## Provided text
────────
Explaining the Toyota and Prius recallsWritten by Nick Shultz | | email@example.com
For a number of years, Toyota Motors, as well as almost every other car manufacturer, has been using advanced electronics in its throttle systems and braking systems. There is nothing new in this technology. Many operators of newer cars are probably unaware that they are not applying pressure to a conventional gas pedal. In other words, there is no mechanical connection between the gas pedal and the actual throttle. What we are really doing is applying pressure to an electrical device that informs the power-train computer of our desired throttle angle (vehicle speed). The power-train computer will then command an actuator on the vehicles engine to allow more air and fuel to enter the engine.
In the case of the Toyota gas pedal recall, the vehicle’s floor mats are interfering with the gas pedal returning to the closed throttle (idle) position. Toyota uses two different manufacturers for the in-car electronic gas pedal. Both Nippondenso and CTS Corporation supply electronic pedals to Toyota. The CTS-manufactured pedals are the only pedals experiencing the floor mat interference problem. Toyota has advised all owners of vehicles affected not to add additional floor mats to the vehicles and to use only Toyota supplied mats. The Toyota original equipment floor mats come with hold-down clips that prevent the floor mats from working their way into an interference situation with the electronic gas pedal.
Further, Toyota has sent to each of its dealers a shim kit which will slightly alter the position of the CTS-manufactured pedal assemblies, allowing for more floor mat clearance. In addition to modifying the CTS-manufactured pedal position, Toyota Motors is reprogramming the onboard computer so it will be able too distinguish between an actual acceleration request from the operator and/or a braking request. In the future, operators of Toyota vehicles with these electronic gas pedals will not be able to “fool” the onboard computer into an acceleration event if the brake pedal is applied.
Many Toyotas and domestic manufacturers also use an electronic-controlled steering system. These systems have been around for quite some time. Electronic steering systems utilize an electric motor to supply hydraulic pressure to the steering gear assembly instead of a traditional mechanical pump. When we turn our steering wheels, the
onboard computer senses many vehicle operating parameters and then determines the exact amount of pressure necessary for any given vehicle speed or operating condition. In the event of an electrical steering system failure, the vehicle will still have a mechanical back-up steering system available to us. Steering our cars under these conditions would be like steering a car without power steering.
────────
## Given problem A
Quote the article on the Toyota recalls word for word from "In the case" to "the electronic gas pedal.".

Stored entries:
────────
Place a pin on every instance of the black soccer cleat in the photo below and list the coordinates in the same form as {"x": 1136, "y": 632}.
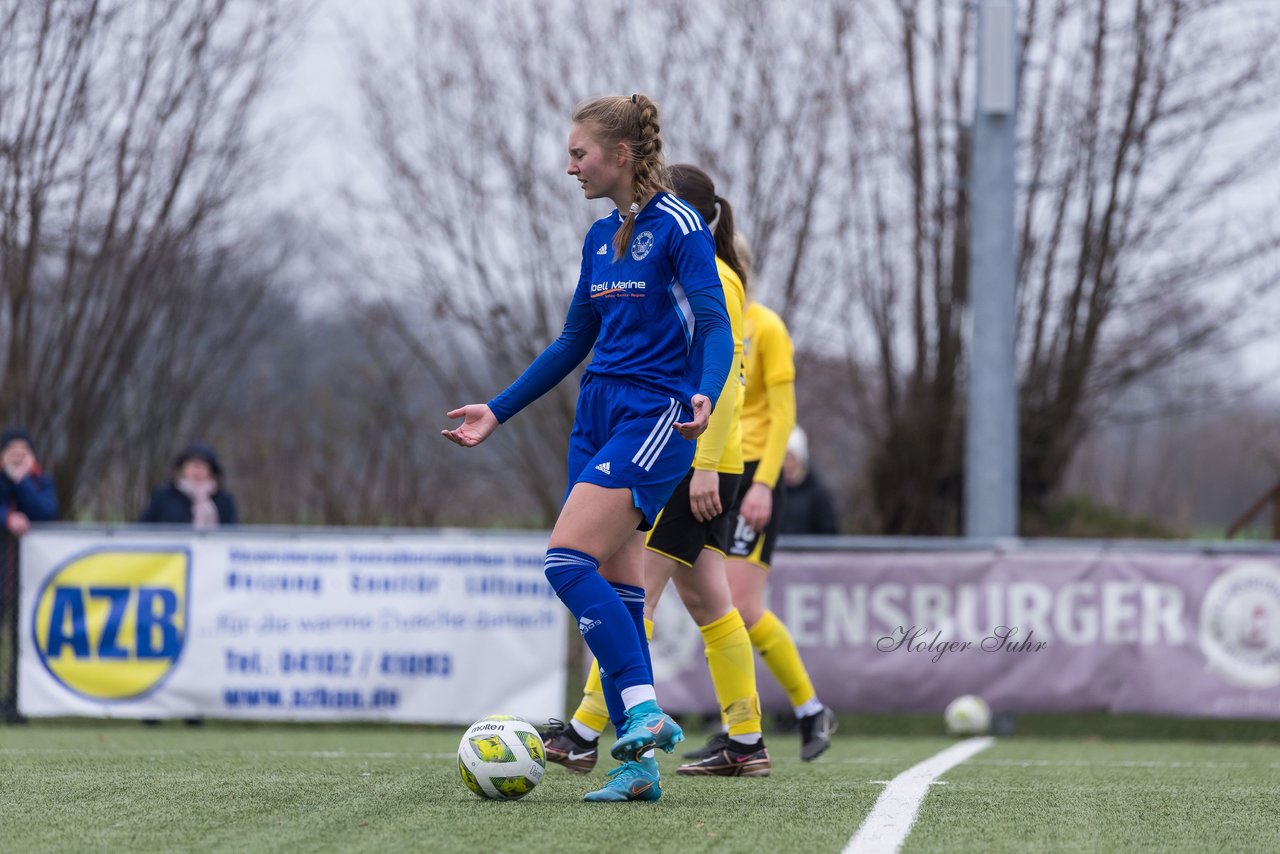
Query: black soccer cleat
{"x": 713, "y": 745}
{"x": 731, "y": 761}
{"x": 816, "y": 733}
{"x": 565, "y": 747}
────────
## Given problem B
Print the whole listing above line for line without any changes, and leave the pictures out of your answer.

## Exercise result A
In the case of the Toyota gas pedal recall, the vehicle’s floor mats are interfering with the gas pedal returning to the closed throttle (idle) position. Toyota uses two different manufacturers for the in-car electronic gas pedal. Both Nippondenso and CTS Corporation supply electronic pedals to Toyota. The CTS-manufactured pedals are the only pedals experiencing the floor mat interference problem. Toyota has advised all owners of vehicles affected not to add additional floor mats to the vehicles and to use only Toyota supplied mats. The Toyota original equipment floor mats come with hold-down clips that prevent the floor mats from working their way into an interference situation with the electronic gas pedal.

## Exercise result B
Place a pin on every instance of the black soccer cleat in the photo below and list the coordinates in the same form as {"x": 1136, "y": 632}.
Query: black soccer cleat
{"x": 713, "y": 745}
{"x": 731, "y": 761}
{"x": 816, "y": 733}
{"x": 565, "y": 747}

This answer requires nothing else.